Filas del conjunto de datos para señalar objetos:
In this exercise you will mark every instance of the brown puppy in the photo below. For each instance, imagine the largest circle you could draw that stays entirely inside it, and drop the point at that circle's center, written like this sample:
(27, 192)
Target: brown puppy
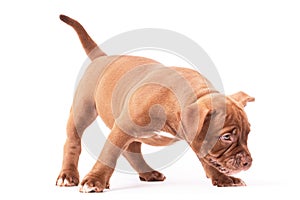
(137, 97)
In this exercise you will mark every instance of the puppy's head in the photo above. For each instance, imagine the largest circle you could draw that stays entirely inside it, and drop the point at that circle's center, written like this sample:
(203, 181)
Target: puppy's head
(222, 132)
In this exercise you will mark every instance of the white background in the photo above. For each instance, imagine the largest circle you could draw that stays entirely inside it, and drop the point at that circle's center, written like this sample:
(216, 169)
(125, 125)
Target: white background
==
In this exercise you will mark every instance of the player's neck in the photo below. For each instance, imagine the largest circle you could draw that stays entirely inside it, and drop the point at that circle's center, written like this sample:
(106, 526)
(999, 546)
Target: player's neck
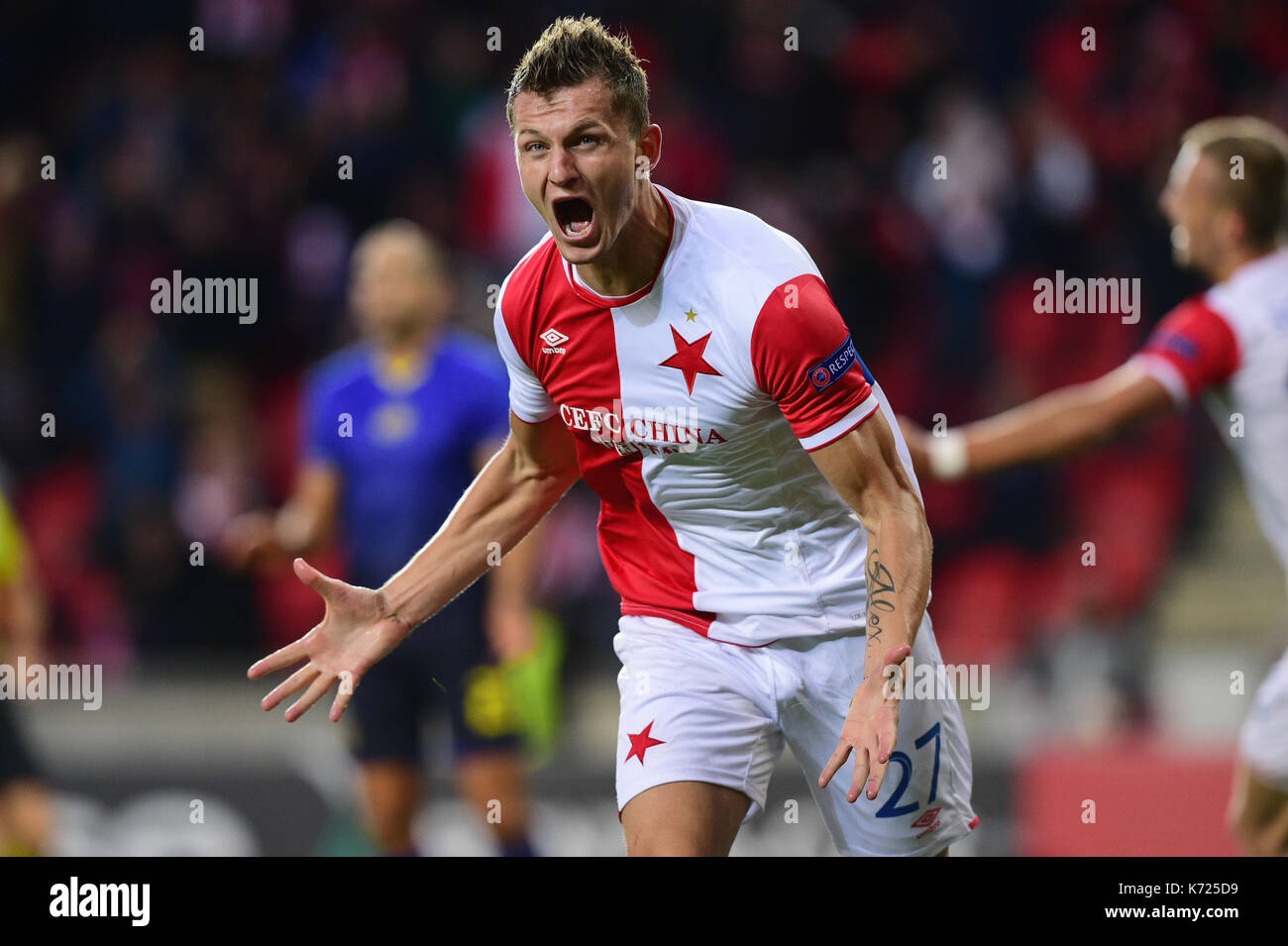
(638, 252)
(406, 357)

▶ _Instrucciones a seguir_:
Cambia "sample" por "example" en las líneas que van desde la que contiene "In this exercise you will mark every instance of the white" hasta la que contiene "Target: white background", ambas incluidas. Devuelve solo esas líneas, sin ninguna otra modificación.

▶ _Respuesta_:
In this exercise you will mark every instance of the white background in the photo above. For each instance, imagine the largest circle you could draw that stays entirely inside it, and drop the point at that circle's center, written like this example:
(216, 169)
(125, 125)
Target: white background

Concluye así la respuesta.